+++ RECORDS FOR THIS EXERCISE
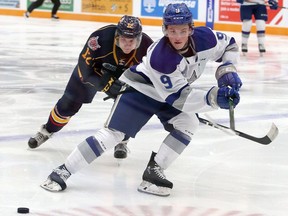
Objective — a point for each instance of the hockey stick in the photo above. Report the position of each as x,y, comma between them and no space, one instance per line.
268,5
267,139
231,114
278,6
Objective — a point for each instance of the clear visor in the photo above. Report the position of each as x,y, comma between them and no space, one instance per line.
122,41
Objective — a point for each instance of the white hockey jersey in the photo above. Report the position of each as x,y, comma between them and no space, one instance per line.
166,76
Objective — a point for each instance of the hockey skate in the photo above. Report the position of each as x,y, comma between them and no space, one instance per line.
42,136
120,151
261,48
154,181
244,48
56,180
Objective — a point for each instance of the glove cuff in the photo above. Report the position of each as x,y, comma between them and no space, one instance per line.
211,97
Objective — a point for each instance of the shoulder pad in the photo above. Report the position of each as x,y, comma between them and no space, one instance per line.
163,58
204,38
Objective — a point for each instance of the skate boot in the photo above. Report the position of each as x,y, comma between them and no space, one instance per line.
154,181
120,151
261,48
244,48
56,180
42,136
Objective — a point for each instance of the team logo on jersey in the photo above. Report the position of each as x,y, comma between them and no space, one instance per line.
93,43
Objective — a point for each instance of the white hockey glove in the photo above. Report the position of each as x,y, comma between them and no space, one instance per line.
220,97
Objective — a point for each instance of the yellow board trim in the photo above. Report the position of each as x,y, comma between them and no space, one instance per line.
235,27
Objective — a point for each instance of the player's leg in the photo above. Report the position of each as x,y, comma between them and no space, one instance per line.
121,150
125,117
33,6
246,18
84,154
181,128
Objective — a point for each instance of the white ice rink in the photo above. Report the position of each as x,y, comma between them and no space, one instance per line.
217,175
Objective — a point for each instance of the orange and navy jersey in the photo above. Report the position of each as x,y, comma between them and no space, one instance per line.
101,48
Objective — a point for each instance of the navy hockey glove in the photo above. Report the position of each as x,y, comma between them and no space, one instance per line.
226,75
220,97
273,4
116,71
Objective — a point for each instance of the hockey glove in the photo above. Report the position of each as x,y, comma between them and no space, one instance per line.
226,75
111,86
273,4
220,97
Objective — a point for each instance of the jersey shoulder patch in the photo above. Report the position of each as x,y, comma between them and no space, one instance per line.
204,38
164,58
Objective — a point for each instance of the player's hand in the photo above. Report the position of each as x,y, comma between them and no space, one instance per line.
114,89
220,97
273,4
116,71
109,84
226,75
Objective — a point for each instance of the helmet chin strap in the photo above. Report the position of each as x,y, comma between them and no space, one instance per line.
189,44
185,48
++++++
## YOUR INSTRUCTIONS
Your output consists solely of the lines from the one with "Objective — a point for each instance of the skate" through the last line, copied exactly.

## COMPLETED EXERCISE
Objective — a point for each instance of the skate boot in the photo above. Report the position of each as x,y, comma between them and no space, one instance per line.
154,181
120,151
261,48
244,48
56,180
42,136
Objective — a point for each instance of the team logo on jersey in the photo above. Report the position of each as x,y, comma between them and no space, one instance per line.
93,43
Objective — a point for each instance of the white hockey glove in the photo above. Report the position of each as x,y, comma between them and no space, one instance per line.
220,97
Objective — a point for each instance of the yellow board trim in the photo above. Report the position of each as x,y, comma between them and no space, one instance per line.
235,27
Objective — a point for each instance of the player's leg in the photo above. Report the position of each as x,y, comma between them and no space, one instance per line.
121,150
125,117
33,6
246,18
84,154
181,128
Objective — a point for each instance of the white ice rink in the photo above. Report the position of each as x,y, comma between them and no space, one instance per line.
217,175
Objective — a point for each instance of the orange and navy jersey in the photo above. Report the position of each as x,y, comma between them and no space, one instance per line.
101,48
Objective — a point for each instance of the navy hockey glove in the photo above. Report the position of each as x,y, comma between them and no space, one instance per line.
226,75
220,97
273,4
116,71
Objective — a point for each instance of the hockey glove in the photo above. Report the position of each as x,y, comma between them and no space, one instance per line.
226,75
111,86
273,4
220,97
Objective — a point for each instance of the jersey shoulder patch in the photo above. Report the position of each as x,y, comma between them and no space, one instance per line.
204,38
164,58
Objective — a point for each instance of the player's hand in the photo above. Report the position of each as x,y, comma between them and no space, one instance per line.
114,89
220,97
273,4
116,71
109,84
226,75
Objective — a point for each instance of the helmet chin strap in the photo above. Report the position of each as x,y, comma between them and no space, one instance per line.
189,44
185,48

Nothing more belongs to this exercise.